- _About this exercise_: Once you reach the line that holds "Where can the large" in the listing below, output it and every line after it through the line that holds "Where can the wheel", word for word.

- _Supplied entries_:
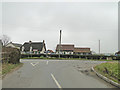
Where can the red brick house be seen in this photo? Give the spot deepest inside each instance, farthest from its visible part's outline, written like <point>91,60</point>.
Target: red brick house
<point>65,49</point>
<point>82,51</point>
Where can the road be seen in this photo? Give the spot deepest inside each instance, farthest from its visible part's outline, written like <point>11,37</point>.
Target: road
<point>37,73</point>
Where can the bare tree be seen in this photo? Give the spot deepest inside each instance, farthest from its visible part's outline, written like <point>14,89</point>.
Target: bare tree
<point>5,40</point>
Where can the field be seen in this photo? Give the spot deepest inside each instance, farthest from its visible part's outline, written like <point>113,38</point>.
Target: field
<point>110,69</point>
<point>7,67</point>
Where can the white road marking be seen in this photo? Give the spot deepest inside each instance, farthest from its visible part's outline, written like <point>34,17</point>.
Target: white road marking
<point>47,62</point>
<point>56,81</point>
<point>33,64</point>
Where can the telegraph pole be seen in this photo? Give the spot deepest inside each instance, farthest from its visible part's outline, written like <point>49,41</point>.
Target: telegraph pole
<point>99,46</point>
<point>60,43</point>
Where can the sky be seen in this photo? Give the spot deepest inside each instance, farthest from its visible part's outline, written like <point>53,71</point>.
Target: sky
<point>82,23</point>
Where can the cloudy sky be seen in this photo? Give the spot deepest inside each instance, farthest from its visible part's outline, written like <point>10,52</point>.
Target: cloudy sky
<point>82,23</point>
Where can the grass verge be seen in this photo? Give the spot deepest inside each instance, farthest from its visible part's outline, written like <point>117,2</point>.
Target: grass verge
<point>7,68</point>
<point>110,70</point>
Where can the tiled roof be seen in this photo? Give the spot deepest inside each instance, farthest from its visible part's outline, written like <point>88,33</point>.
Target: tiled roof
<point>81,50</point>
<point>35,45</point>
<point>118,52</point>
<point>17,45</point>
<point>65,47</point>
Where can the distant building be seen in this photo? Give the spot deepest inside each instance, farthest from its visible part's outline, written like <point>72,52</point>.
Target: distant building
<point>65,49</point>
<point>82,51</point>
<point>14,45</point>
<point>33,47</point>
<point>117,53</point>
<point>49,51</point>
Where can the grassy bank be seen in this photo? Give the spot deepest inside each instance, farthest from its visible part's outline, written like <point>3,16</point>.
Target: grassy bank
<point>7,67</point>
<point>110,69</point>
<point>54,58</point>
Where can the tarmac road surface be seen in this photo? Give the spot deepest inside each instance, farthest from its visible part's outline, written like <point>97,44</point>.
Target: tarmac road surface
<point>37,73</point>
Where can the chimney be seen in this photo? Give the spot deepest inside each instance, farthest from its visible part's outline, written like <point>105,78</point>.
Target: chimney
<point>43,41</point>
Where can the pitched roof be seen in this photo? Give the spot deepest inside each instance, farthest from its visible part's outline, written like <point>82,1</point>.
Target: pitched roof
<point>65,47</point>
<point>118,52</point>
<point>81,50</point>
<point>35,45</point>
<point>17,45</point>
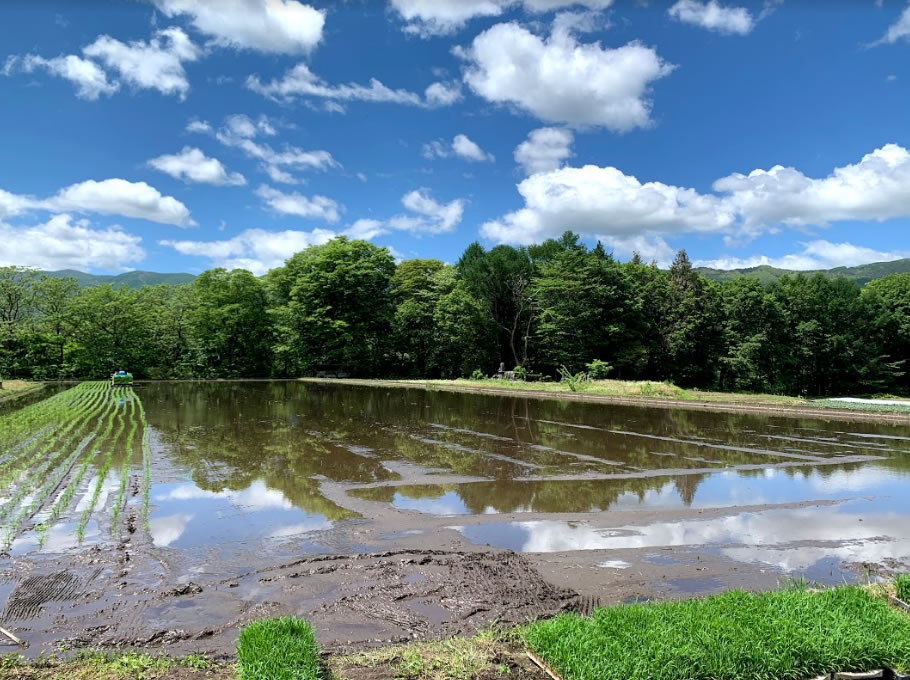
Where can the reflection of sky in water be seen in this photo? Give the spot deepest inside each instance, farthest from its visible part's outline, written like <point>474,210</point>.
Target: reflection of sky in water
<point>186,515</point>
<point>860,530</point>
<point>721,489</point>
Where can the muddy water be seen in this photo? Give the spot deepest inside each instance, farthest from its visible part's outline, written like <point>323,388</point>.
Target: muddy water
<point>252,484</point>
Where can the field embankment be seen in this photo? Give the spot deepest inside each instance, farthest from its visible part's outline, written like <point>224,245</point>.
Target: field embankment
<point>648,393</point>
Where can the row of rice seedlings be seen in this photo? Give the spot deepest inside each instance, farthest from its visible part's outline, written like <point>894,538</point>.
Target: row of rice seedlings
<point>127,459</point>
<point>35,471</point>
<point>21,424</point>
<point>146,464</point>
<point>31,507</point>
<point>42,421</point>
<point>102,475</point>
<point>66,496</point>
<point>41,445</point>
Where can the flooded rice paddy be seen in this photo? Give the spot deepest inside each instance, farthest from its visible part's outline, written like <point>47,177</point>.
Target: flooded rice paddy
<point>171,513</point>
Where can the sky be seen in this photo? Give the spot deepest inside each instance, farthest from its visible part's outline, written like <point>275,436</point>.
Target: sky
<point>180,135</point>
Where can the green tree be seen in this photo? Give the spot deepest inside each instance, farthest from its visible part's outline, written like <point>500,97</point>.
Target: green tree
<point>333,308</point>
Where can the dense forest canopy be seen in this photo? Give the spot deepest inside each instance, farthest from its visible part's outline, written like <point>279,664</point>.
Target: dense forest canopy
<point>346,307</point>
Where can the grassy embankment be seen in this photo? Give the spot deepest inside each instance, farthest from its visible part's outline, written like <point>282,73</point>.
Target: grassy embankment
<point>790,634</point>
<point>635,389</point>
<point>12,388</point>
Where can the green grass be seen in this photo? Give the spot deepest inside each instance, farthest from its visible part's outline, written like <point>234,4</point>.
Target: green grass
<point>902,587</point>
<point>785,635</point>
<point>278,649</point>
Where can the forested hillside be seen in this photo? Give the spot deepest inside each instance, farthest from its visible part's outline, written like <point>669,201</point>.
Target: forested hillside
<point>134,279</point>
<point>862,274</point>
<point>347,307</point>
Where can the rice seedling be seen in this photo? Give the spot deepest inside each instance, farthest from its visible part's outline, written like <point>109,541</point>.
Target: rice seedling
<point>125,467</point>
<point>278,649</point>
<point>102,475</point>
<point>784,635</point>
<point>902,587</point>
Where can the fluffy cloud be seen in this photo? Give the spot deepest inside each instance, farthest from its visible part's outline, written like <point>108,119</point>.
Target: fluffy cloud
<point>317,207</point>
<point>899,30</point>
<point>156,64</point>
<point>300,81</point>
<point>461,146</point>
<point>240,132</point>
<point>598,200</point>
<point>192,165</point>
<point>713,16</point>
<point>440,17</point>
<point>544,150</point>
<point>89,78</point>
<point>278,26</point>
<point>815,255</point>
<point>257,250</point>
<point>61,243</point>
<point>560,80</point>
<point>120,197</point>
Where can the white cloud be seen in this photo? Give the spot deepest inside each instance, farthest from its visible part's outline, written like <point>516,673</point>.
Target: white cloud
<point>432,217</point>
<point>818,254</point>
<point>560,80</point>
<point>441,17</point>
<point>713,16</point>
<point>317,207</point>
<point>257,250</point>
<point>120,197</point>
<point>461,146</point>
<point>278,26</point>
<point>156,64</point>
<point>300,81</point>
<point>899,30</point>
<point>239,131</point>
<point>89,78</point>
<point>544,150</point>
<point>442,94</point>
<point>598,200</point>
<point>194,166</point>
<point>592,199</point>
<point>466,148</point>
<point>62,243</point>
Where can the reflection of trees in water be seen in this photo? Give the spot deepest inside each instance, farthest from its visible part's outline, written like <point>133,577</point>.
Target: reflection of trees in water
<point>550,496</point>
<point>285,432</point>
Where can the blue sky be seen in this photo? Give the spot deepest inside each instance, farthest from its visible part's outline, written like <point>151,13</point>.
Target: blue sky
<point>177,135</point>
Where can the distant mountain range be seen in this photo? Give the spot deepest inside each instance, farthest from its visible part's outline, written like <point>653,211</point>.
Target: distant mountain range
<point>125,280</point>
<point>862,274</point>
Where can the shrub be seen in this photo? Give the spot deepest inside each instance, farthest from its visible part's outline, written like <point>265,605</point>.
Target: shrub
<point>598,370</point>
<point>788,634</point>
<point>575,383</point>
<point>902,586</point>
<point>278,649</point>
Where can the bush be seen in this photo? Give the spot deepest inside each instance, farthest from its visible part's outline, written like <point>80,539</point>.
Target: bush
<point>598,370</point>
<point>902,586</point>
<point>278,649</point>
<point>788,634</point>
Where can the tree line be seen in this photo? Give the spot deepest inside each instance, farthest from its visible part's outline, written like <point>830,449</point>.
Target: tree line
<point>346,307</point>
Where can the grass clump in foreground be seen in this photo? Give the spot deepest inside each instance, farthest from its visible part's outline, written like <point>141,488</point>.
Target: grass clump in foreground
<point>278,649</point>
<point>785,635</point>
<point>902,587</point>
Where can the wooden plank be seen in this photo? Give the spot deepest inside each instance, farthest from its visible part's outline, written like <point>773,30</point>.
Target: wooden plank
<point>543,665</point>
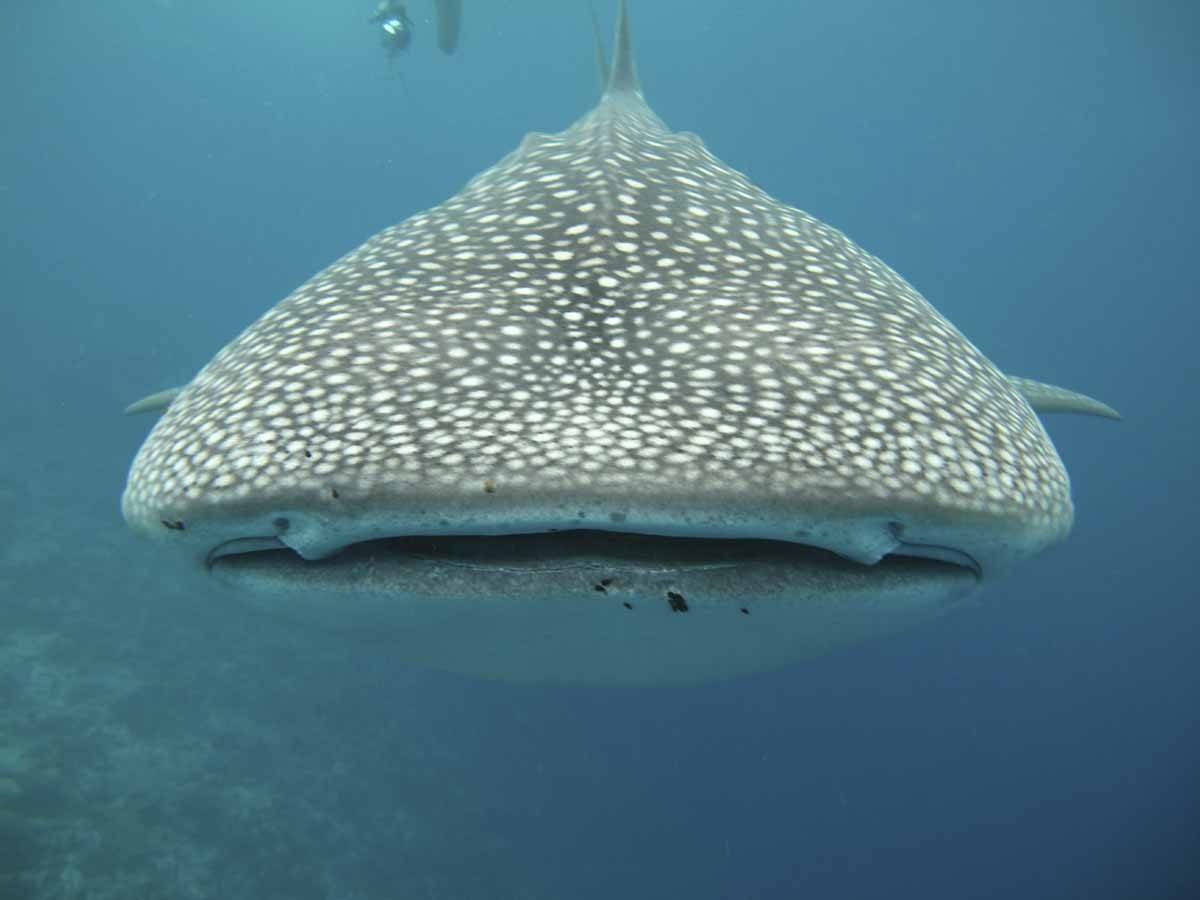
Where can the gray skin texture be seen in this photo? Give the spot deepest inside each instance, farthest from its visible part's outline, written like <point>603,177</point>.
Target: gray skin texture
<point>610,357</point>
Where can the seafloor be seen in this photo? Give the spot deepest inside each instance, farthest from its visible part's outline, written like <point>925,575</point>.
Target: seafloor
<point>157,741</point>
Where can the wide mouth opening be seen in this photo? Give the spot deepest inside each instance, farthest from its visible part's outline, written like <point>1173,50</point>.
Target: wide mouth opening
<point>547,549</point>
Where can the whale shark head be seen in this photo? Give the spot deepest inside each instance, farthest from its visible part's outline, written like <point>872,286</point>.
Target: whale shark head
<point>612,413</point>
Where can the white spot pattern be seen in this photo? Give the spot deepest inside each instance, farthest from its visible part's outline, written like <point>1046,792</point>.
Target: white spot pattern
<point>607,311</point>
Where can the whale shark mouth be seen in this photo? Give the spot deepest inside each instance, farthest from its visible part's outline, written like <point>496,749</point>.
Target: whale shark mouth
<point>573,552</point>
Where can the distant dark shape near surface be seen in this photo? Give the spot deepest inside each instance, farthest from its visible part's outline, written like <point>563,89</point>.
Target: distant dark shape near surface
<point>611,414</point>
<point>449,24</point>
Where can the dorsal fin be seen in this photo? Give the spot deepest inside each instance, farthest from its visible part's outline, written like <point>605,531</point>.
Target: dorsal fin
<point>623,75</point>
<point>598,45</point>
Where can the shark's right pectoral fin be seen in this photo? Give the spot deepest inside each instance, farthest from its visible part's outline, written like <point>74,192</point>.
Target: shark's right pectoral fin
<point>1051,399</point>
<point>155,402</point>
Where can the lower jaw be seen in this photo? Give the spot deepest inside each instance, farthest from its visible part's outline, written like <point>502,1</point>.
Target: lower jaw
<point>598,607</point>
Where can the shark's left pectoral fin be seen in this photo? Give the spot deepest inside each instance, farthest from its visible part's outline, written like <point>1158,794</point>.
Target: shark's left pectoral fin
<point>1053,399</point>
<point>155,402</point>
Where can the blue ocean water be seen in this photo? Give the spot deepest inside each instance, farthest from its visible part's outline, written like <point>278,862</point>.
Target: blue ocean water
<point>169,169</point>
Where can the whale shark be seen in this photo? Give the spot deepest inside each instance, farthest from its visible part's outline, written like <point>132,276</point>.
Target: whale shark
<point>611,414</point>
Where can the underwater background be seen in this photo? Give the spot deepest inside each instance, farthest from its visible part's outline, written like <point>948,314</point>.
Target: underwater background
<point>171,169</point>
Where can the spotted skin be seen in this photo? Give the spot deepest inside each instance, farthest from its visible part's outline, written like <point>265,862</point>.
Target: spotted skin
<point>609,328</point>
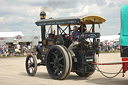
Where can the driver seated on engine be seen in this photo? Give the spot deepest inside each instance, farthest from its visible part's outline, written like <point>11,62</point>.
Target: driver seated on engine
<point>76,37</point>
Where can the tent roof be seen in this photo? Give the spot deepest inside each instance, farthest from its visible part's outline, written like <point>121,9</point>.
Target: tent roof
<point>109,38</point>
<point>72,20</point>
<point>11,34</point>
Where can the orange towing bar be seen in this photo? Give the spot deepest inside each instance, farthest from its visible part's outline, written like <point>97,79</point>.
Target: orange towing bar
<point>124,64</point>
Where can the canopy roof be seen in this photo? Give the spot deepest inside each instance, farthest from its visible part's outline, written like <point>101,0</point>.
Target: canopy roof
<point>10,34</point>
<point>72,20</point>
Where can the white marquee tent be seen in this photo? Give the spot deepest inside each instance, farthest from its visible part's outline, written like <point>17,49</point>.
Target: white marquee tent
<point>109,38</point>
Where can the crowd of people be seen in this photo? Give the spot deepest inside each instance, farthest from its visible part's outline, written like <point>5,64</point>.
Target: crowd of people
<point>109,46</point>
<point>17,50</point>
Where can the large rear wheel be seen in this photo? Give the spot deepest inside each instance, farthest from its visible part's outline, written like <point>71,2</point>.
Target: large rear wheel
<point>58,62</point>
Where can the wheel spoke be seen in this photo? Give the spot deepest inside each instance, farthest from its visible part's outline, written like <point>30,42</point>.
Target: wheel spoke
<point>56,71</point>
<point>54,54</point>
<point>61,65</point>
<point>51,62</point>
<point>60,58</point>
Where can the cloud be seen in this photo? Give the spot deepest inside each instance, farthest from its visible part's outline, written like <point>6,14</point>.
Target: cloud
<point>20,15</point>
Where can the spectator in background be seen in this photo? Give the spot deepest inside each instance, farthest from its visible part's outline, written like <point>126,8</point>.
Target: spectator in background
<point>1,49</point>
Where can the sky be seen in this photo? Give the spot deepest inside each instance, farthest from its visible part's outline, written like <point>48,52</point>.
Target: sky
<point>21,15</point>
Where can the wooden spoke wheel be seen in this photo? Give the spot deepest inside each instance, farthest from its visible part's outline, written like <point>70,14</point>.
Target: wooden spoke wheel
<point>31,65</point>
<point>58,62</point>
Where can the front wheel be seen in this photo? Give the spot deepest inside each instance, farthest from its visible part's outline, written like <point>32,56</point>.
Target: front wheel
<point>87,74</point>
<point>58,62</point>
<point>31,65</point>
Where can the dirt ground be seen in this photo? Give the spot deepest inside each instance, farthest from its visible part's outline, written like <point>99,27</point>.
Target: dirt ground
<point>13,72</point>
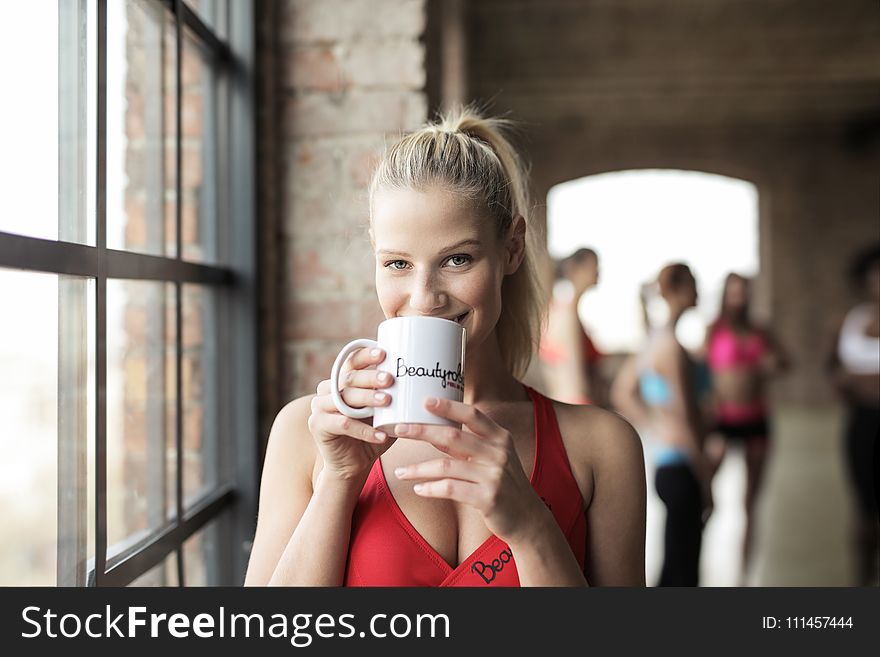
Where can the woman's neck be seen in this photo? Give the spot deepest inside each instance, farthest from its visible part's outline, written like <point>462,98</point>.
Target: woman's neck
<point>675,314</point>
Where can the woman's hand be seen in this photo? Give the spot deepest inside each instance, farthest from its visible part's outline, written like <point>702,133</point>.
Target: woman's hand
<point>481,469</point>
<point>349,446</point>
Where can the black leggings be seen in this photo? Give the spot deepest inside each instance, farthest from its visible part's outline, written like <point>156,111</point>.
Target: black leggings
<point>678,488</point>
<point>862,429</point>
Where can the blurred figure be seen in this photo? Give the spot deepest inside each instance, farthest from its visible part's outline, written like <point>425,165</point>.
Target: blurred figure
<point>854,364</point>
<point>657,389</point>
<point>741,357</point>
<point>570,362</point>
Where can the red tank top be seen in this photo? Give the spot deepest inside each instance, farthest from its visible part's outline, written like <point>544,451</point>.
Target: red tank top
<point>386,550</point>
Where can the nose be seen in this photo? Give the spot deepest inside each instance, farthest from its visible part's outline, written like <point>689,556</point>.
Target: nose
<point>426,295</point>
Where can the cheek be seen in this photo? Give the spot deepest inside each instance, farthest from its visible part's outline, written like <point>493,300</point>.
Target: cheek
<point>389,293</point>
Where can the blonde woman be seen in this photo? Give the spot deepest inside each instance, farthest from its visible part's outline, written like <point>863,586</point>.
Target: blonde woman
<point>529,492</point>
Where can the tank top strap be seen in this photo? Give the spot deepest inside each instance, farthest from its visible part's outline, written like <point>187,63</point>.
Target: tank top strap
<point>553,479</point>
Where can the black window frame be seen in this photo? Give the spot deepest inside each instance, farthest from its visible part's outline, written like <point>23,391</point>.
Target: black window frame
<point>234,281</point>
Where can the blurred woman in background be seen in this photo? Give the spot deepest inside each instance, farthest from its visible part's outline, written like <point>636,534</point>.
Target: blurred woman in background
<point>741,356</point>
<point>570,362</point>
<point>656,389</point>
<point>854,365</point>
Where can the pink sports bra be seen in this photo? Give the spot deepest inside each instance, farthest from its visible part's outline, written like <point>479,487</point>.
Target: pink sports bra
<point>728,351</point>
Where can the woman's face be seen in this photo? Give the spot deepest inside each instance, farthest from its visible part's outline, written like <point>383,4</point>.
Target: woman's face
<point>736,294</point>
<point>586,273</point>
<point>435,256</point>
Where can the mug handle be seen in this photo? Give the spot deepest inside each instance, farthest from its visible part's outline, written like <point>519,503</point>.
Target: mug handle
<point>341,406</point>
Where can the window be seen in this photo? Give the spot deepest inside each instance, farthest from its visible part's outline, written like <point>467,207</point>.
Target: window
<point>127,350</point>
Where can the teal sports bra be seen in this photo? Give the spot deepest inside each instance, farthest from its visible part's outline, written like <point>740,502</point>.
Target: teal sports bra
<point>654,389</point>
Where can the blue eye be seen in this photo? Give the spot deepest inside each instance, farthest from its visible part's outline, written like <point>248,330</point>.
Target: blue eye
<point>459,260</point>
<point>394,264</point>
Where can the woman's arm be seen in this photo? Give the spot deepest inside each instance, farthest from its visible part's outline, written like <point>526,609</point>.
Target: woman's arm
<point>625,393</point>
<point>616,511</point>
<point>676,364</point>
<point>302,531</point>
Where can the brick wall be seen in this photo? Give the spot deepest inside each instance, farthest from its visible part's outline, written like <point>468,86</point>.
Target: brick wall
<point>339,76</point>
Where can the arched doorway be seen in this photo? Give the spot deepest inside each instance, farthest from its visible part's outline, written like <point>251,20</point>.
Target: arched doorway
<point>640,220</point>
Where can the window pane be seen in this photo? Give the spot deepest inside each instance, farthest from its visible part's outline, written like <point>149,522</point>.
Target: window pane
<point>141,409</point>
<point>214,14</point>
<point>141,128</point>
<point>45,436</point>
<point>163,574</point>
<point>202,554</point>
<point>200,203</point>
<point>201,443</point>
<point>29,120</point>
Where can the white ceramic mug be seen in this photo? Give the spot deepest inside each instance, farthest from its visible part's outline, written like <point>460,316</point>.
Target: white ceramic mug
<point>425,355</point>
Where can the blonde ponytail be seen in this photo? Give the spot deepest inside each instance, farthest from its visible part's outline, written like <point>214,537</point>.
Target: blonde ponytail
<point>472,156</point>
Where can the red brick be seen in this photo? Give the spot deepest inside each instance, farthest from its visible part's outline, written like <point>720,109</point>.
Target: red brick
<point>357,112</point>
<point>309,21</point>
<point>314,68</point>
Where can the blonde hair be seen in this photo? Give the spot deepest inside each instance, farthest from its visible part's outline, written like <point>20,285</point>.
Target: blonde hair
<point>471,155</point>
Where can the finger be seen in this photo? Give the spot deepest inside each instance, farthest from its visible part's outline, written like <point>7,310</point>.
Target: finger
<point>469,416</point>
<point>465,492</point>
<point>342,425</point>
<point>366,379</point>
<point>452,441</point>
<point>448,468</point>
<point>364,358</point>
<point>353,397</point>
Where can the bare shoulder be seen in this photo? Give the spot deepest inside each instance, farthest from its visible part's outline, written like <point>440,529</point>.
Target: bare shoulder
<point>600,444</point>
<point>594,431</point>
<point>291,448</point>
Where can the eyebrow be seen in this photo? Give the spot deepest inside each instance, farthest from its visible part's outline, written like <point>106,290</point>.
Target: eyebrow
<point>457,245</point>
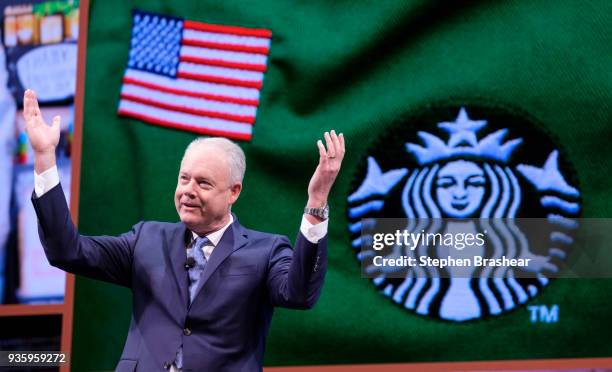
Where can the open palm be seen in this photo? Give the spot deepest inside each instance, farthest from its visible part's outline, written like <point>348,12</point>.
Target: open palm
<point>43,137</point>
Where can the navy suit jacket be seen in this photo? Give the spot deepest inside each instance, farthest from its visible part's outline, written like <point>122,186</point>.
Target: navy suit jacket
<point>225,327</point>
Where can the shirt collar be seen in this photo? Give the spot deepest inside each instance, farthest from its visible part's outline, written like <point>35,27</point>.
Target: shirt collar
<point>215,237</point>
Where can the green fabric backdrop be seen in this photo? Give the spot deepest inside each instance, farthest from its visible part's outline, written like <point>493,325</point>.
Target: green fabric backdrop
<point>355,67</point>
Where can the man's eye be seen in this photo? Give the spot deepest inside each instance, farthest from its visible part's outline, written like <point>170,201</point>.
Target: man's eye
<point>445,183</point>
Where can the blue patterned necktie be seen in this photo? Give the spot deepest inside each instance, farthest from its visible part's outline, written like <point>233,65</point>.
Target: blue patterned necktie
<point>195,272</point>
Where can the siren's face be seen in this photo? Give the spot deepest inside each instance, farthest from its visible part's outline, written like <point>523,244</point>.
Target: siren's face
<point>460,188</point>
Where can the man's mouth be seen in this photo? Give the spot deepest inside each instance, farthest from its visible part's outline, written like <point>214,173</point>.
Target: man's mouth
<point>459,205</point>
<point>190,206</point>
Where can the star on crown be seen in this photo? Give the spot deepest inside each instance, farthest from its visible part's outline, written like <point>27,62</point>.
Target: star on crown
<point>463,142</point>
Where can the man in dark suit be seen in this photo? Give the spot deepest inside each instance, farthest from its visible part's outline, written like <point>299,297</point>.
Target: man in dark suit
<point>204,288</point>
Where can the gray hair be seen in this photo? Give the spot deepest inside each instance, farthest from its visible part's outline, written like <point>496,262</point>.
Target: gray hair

- _Output below_:
Where can the large rear wheel be seen in this photo? Give the spot deepest inside each instance, farthest from its visible part's outline, written like <point>71,2</point>.
Target: large rear wheel
<point>58,62</point>
Where can the wheel spoke be seen in this photo? Give the spot deepest inside each instance, farthest from its visible part's outline, written like <point>30,42</point>.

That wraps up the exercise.